TASK GOAL:
Exactly what is written in the records below should be returned, minus the images.

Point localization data

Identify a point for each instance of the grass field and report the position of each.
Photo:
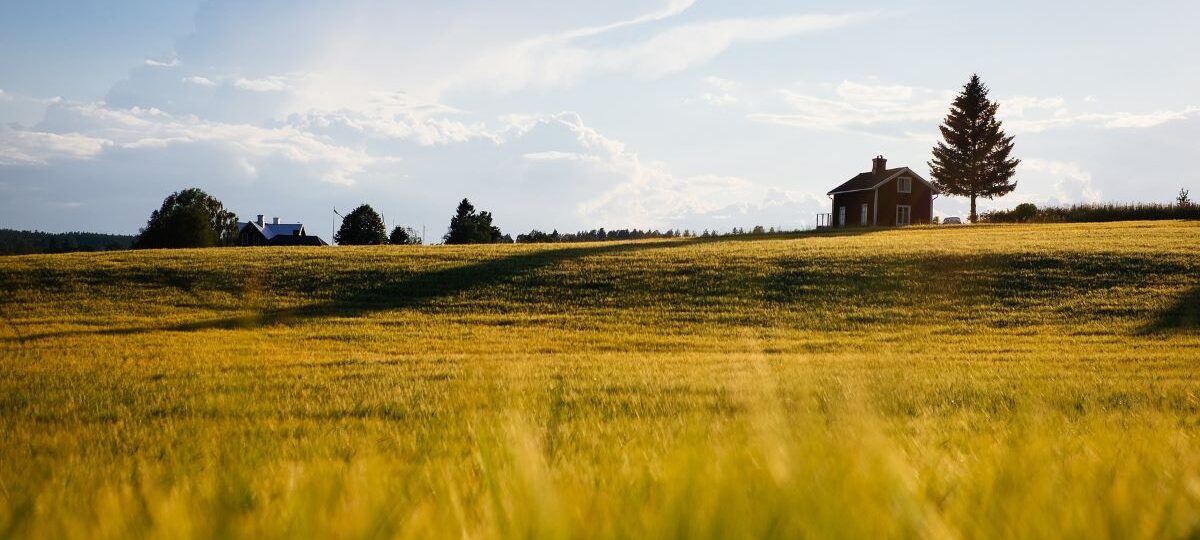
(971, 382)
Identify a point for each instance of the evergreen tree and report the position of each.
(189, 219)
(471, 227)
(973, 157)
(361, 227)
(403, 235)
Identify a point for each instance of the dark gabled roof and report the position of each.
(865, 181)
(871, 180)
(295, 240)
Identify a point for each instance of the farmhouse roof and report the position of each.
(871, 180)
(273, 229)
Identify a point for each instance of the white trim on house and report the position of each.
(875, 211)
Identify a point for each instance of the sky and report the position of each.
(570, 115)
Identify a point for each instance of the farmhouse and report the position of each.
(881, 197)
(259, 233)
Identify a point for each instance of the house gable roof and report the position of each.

EXERCISE ANSWER:
Identify a point for each instance of the grass field and report the position of each.
Photo:
(971, 382)
Identify a point for each instance of the evergreen tree and report the position of each.
(189, 219)
(471, 227)
(973, 157)
(361, 227)
(403, 235)
Identify a point for each instance of the dark gabled roof and report the position of each.
(865, 181)
(871, 180)
(295, 240)
Identify a point for each instance of the farmhouse roof and report the position of each.
(871, 180)
(273, 229)
Identify a point for each instance of the white trim on house and report the position of each.
(875, 211)
Identify a point for each instance of the sky and report the position of each.
(570, 115)
Identify a point for each instance of the farmhouse and report the position of each.
(881, 197)
(259, 233)
Identify a point for each instance of the house gable roof and report the position of each.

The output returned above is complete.